> EXERCISE DIRECTIONS
How many lines below contain the string "tree"? Reply with the number alone.

— Start —

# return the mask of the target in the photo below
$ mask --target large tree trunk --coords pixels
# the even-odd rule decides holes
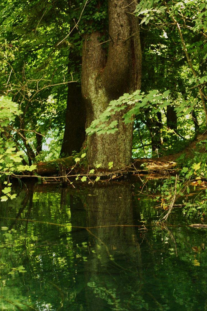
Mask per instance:
[[[138,19],[133,12],[135,2],[130,0],[109,0],[110,42],[107,51],[97,39],[98,31],[86,35],[83,45],[81,77],[82,94],[87,112],[87,127],[98,118],[110,101],[124,93],[131,93],[141,86],[142,53]],[[122,115],[118,119],[119,131],[114,134],[87,138],[87,156],[90,167],[101,163],[108,169],[113,161],[114,169],[130,165],[132,155],[133,123],[124,125]]]

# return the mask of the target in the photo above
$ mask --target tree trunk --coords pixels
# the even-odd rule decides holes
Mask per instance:
[[[142,53],[138,19],[133,12],[135,2],[129,0],[109,0],[109,34],[107,51],[97,39],[97,31],[86,35],[83,44],[81,85],[87,112],[87,126],[98,118],[110,101],[124,93],[140,89]],[[108,169],[113,161],[114,170],[130,164],[133,123],[125,125],[121,114],[113,116],[118,120],[115,134],[94,134],[87,139],[90,168],[99,163]]]
[[[61,156],[79,152],[85,139],[86,112],[81,89],[76,82],[68,83],[65,126]]]
[[[177,129],[177,115],[174,107],[168,106],[167,110],[167,125],[171,130]]]

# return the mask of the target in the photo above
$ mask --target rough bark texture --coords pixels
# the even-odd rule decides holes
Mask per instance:
[[[167,110],[167,125],[171,130],[177,129],[177,115],[171,106],[168,106]]]
[[[86,35],[83,45],[82,93],[87,111],[87,126],[98,118],[110,100],[124,93],[140,89],[142,53],[138,20],[127,12],[133,12],[135,2],[129,0],[109,0],[110,42],[106,51],[99,44],[97,31]],[[130,165],[133,124],[126,126],[122,116],[115,115],[119,131],[115,134],[94,134],[87,138],[87,156],[90,168],[101,163],[108,169],[113,161],[114,169]]]
[[[65,127],[61,155],[71,156],[79,152],[85,139],[85,105],[81,87],[76,82],[68,83]]]

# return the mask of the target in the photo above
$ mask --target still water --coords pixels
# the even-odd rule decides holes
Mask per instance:
[[[2,202],[0,310],[207,310],[206,230],[180,208],[157,225],[140,185],[31,185]]]

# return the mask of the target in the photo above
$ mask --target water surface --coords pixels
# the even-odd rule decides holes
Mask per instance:
[[[140,186],[31,185],[2,203],[0,309],[207,310],[206,230],[179,209],[157,225]]]

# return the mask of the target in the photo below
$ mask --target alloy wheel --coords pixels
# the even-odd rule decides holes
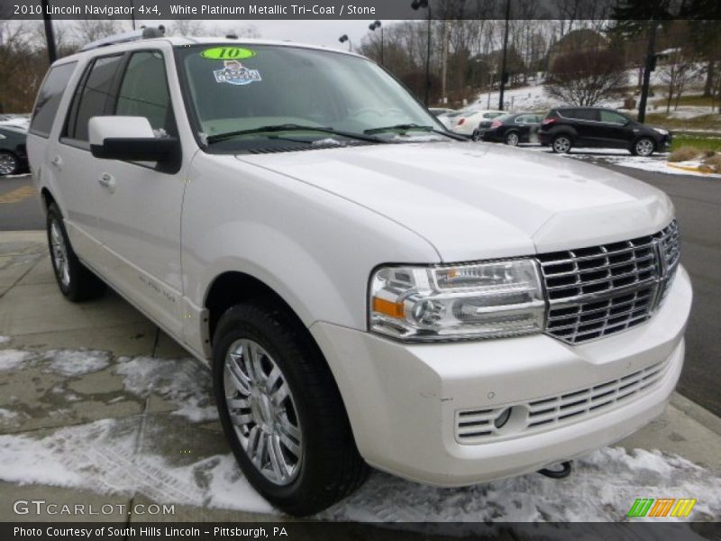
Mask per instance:
[[[653,153],[653,142],[650,139],[642,139],[636,142],[636,154],[639,156],[651,156]]]
[[[252,340],[235,341],[224,371],[228,414],[255,468],[277,485],[297,477],[303,436],[293,393],[268,352]]]
[[[0,152],[0,175],[12,175],[17,170],[17,159],[10,152]]]
[[[553,140],[553,150],[556,152],[565,153],[570,150],[570,140],[568,137],[556,137]]]

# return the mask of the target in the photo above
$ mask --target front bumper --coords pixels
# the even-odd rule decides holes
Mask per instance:
[[[686,271],[652,319],[578,346],[545,335],[407,344],[318,322],[311,326],[331,366],[359,451],[406,479],[462,486],[536,471],[622,439],[661,415],[683,364],[691,304]],[[460,443],[459,412],[525,405],[661,366],[652,385],[610,407]],[[523,411],[523,410],[522,410]]]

— End —

> CORRECT OUTPUT
2